• _Listed entries_:

## begin

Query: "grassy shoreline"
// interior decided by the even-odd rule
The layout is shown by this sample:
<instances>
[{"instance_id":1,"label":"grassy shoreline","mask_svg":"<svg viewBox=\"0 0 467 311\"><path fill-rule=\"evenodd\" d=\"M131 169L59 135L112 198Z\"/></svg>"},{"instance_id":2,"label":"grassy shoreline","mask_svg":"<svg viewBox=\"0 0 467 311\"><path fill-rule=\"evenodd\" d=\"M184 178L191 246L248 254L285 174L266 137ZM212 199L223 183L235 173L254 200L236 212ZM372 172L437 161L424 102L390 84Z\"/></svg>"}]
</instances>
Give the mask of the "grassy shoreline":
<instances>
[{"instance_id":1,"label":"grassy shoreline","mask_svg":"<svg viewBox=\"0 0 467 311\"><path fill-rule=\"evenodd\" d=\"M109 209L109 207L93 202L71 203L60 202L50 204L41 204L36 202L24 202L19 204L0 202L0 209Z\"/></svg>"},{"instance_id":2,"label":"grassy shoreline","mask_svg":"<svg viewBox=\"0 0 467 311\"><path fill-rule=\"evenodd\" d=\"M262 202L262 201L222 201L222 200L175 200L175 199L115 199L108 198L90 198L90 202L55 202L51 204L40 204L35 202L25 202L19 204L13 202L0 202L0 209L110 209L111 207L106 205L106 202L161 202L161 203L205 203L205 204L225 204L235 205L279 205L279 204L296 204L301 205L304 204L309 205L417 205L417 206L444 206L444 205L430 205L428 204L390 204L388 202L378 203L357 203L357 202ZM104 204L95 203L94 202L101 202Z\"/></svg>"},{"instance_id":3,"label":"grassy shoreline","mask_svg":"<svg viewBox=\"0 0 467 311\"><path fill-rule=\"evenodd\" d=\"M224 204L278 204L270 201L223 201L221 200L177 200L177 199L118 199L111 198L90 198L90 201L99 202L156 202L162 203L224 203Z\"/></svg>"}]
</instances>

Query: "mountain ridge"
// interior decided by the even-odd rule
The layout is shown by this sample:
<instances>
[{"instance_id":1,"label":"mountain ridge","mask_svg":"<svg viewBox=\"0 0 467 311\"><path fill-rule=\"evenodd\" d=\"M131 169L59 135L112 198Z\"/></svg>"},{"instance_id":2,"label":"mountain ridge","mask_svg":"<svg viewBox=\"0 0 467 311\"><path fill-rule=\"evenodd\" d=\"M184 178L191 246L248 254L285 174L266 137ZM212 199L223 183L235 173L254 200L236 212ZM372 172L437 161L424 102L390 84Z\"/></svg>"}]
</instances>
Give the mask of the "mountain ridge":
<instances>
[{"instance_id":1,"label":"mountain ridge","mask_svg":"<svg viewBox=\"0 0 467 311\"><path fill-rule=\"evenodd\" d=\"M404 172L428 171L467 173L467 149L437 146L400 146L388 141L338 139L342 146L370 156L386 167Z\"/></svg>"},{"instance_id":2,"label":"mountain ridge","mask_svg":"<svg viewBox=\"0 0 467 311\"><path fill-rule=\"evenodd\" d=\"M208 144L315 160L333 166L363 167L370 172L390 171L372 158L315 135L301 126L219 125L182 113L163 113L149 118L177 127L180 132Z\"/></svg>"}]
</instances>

## end

Report how many lines in the items above contain the word "Give", counting only case-exact matches. Answer with the number alone.

• _Final result_: 2